• [TO BE DONE] Extract every line of the entries below and reproduce each one unchanged.

• [ENTRIES SUPPLIED]
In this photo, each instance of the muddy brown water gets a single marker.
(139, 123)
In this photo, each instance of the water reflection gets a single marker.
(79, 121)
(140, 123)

• [RESULT BELOW]
In this photo, each instance of the muddy brown water gets a single marker.
(139, 123)
In this photo, each instance of the water reflection gets a single marker.
(79, 121)
(140, 123)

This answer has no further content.